It’s Sunday, and Pam and I have been doing our best to get on with our lives after the loss of our beloved pet. It’s hard to predict when grief hits; sometimes it’s when we reenter the house on returning from shopping or a day trip to Pam’s brother and sister-in-law. Sometimes it’s the evening, upon finishing dinner.
A layer of sadness, like dust, covers us, but we are moving on. We’re getting ready for another trip to Vancouver, this time for me to do some job hunting and meeting with people (covered in an earlier post). Rather than stay home utterly alone, Pam luckily located a reasonably-priced flight and although we are once again not traveling together (will we ever again?), it’s not as ridiculous as last time, when she paid 4 times what I did due to changing plans at the last moment (her Uncle Jim dying the day before we were due to leave).
I’m looking forward to seeing our new home town without the usual constant rain, but so far it looks like we’re once again going to be in another 5–6 day deluge. I’ve got to admit that this has to be the worst luck I’ve ever had with any place with regard to weather, so I’m hoping we’re getting the clichés about the Pacific Northwest out of the way up front before we even move there. Otherwise, it’s going to be hard getting used to a place that never stops raining for all the months and years we might be living there. Some day it has got to stop raining in Vancouver, but perhaps that won’t happen until after we move. Talk about a leap of faith.
written while listening to: Mozart — String Quintet in G minor — ii. Menuetto. Allegretto from the album “String Ensembles” by The Orlando Quartet
Since we’ve had absolutely zero inquiries from the posters about the piano for sale, I decided to escalate it a bit. It’s now listed on Craigslist. I tried to base the listing somewhat on the poster (left out some of the marketing, which to me always looks cheesier on web pages). If this doesn’t work, we’ll have to escalate to the next level, which will be, I think, the Boston Globe classifieds. I’m hoping it doesn’t come to that, but we’ll have to see.
Also, more documents have arrived, notably a sealed transcript from the University of Cincinnati. That leaves the letters from HR Departments, passport photos, a complete physical and the notification from the Cambridge Police Department. I’m not too worried about any of these except for the last two (and of those two the very last one for sure). Oh, and all the forms for Canadian immigration filled out, which is pretty mammoth as well.
___
_Problem to solve_
Copy word for word everything in the blog post from "It’s Sunday, and" down to "due to leave).".

[Rows from a dataset of pointing]
___
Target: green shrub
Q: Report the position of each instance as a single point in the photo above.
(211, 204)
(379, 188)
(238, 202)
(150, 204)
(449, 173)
___
_Answer for the task_
It’s Sunday, and Pam and I have been doing our best to get on with our lives after the loss of our beloved pet. It’s hard to predict when grief hits; sometimes it’s when we reenter the house on returning from shopping or a day trip to Pam’s brother and sister-in-law. Sometimes it’s the evening, upon finishing dinner.
A layer of sadness, like dust, covers us, but we are moving on. We’re getting ready for another trip to Vancouver, this time for me to do some job hunting and meeting with people (covered in an earlier post). Rather than stay home utterly alone, Pam luckily located a reasonably-priced flight and although we are once again not traveling together (will we ever again?), it’s not as ridiculous as last time, when she paid 4 times what I did due to changing plans at the last moment (her Uncle Jim dying the day before we were due to leave).